Stored items:
○ ○ ○ ○
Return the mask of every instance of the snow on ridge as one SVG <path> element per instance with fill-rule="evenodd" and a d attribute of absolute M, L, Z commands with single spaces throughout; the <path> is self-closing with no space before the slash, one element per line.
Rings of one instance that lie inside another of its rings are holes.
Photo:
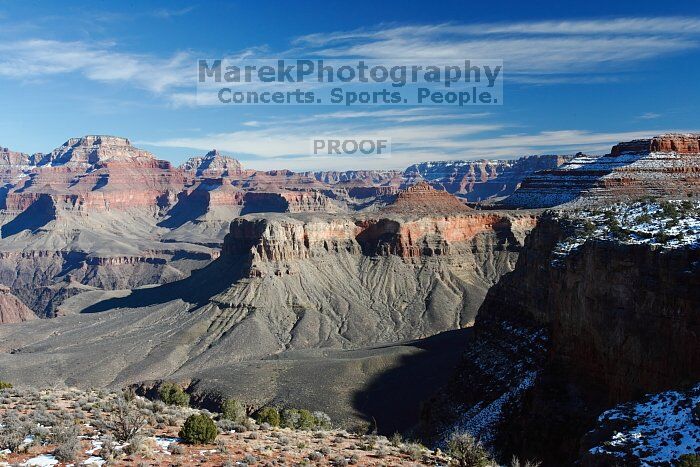
<path fill-rule="evenodd" d="M 600 425 L 620 427 L 589 449 L 593 455 L 635 458 L 639 465 L 668 465 L 700 454 L 700 384 L 688 392 L 666 391 L 604 412 Z"/>
<path fill-rule="evenodd" d="M 557 244 L 554 263 L 588 240 L 614 240 L 661 248 L 700 248 L 700 201 L 616 203 L 561 215 L 570 218 L 577 229 L 575 234 Z"/>

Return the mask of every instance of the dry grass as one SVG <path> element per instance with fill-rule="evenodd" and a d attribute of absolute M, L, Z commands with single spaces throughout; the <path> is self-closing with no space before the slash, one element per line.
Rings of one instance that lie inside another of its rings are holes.
<path fill-rule="evenodd" d="M 140 397 L 126 402 L 121 394 L 104 391 L 0 390 L 0 465 L 42 455 L 65 458 L 58 465 L 81 465 L 88 459 L 105 460 L 105 465 L 150 466 L 449 463 L 439 452 L 421 447 L 418 453 L 413 445 L 392 443 L 383 436 L 270 428 L 252 420 L 220 421 L 220 433 L 211 445 L 172 441 L 184 420 L 197 412 Z"/>

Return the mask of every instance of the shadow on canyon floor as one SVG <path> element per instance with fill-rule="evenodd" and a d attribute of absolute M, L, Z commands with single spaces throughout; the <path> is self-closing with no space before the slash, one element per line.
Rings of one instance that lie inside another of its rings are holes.
<path fill-rule="evenodd" d="M 353 406 L 380 434 L 408 434 L 420 420 L 421 408 L 452 378 L 473 329 L 447 331 L 404 344 L 420 351 L 375 377 L 353 398 Z"/>
<path fill-rule="evenodd" d="M 83 313 L 100 313 L 116 308 L 143 308 L 174 300 L 202 306 L 247 277 L 250 265 L 236 257 L 221 257 L 208 266 L 192 271 L 192 275 L 157 287 L 135 289 L 126 297 L 110 298 L 88 306 Z"/>

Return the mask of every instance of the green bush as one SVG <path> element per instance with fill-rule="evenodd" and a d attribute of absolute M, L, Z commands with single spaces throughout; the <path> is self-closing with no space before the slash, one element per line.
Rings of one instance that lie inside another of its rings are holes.
<path fill-rule="evenodd" d="M 460 467 L 486 467 L 492 464 L 486 449 L 469 433 L 455 433 L 447 443 L 447 453 Z"/>
<path fill-rule="evenodd" d="M 330 430 L 333 427 L 331 417 L 329 417 L 327 413 L 316 411 L 313 413 L 313 416 L 316 421 L 316 428 L 320 430 Z"/>
<path fill-rule="evenodd" d="M 649 214 L 642 214 L 641 216 L 637 217 L 635 222 L 637 224 L 648 224 L 652 221 L 653 219 L 651 218 L 651 215 Z"/>
<path fill-rule="evenodd" d="M 267 423 L 270 426 L 280 426 L 280 413 L 274 407 L 263 407 L 255 415 L 255 421 L 260 424 Z"/>
<path fill-rule="evenodd" d="M 221 418 L 241 423 L 247 416 L 243 404 L 236 399 L 226 399 L 223 404 L 221 404 Z"/>
<path fill-rule="evenodd" d="M 659 206 L 661 206 L 661 210 L 665 216 L 670 217 L 671 219 L 676 219 L 678 217 L 678 209 L 672 203 L 662 201 Z"/>
<path fill-rule="evenodd" d="M 306 409 L 284 409 L 281 414 L 281 425 L 294 430 L 313 430 L 316 428 L 316 418 Z"/>
<path fill-rule="evenodd" d="M 165 382 L 158 389 L 158 397 L 168 405 L 186 407 L 190 405 L 190 396 L 175 383 Z"/>
<path fill-rule="evenodd" d="M 2 389 L 12 389 L 12 383 L 8 383 L 7 381 L 0 381 L 0 390 Z"/>
<path fill-rule="evenodd" d="M 187 417 L 178 436 L 189 444 L 211 444 L 217 434 L 214 420 L 204 414 L 196 414 Z"/>

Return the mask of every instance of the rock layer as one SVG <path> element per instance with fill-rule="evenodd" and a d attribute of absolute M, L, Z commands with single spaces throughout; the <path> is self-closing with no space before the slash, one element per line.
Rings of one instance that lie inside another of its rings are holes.
<path fill-rule="evenodd" d="M 34 319 L 34 312 L 12 295 L 9 287 L 0 286 L 0 324 L 21 323 Z"/>
<path fill-rule="evenodd" d="M 699 135 L 661 135 L 620 143 L 601 157 L 578 155 L 557 169 L 526 178 L 500 206 L 541 208 L 698 194 L 698 141 Z"/>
○ ○ ○ ○
→ WORK INSTRUCTIONS
Leave out all pictures and output each line exactly, from the top of the records through the line that holds "Return the mask of every instance of the shadow".

→ TASK SOLUTION
Return the mask of every instance of the snow on ridge as one SVG <path> element per instance with fill-rule="evenodd" and a d attribute of absolute M, L, Z commands with single spaces throughout; the <path> is self-closing with no space before the slash, one element per line.
Rings of one instance that lie inside another of its rings are holes.
Photo:
<path fill-rule="evenodd" d="M 600 425 L 620 427 L 589 449 L 593 455 L 635 458 L 639 465 L 668 465 L 700 454 L 700 384 L 688 392 L 666 391 L 604 412 Z"/>
<path fill-rule="evenodd" d="M 557 244 L 554 263 L 588 240 L 614 240 L 661 248 L 700 248 L 700 201 L 616 203 L 561 215 L 570 218 L 577 229 L 575 234 Z"/>

Return the mask of every instance of the dry grass as one SVG <path> element per instance with fill-rule="evenodd" and a d attribute of absolute M, L, Z commands with single spaces throughout; the <path> is self-closing with no space before the slash, one element per line.
Rings of one instance that lie inside another of its rings are holes.
<path fill-rule="evenodd" d="M 140 397 L 126 402 L 121 394 L 104 391 L 0 390 L 0 465 L 42 455 L 65 458 L 58 465 L 81 465 L 88 459 L 105 460 L 105 465 L 150 466 L 449 463 L 439 452 L 421 447 L 418 453 L 413 445 L 392 443 L 383 436 L 270 428 L 252 420 L 220 421 L 220 433 L 211 445 L 172 441 L 184 420 L 197 412 Z"/>

Return the mask of every instance of the shadow on canyon floor as one SVG <path> element per instance with fill-rule="evenodd" and a d attribute of absolute M, L, Z commands with single spaces throughout; the <path> is self-closing with no space before the slash, one element per line.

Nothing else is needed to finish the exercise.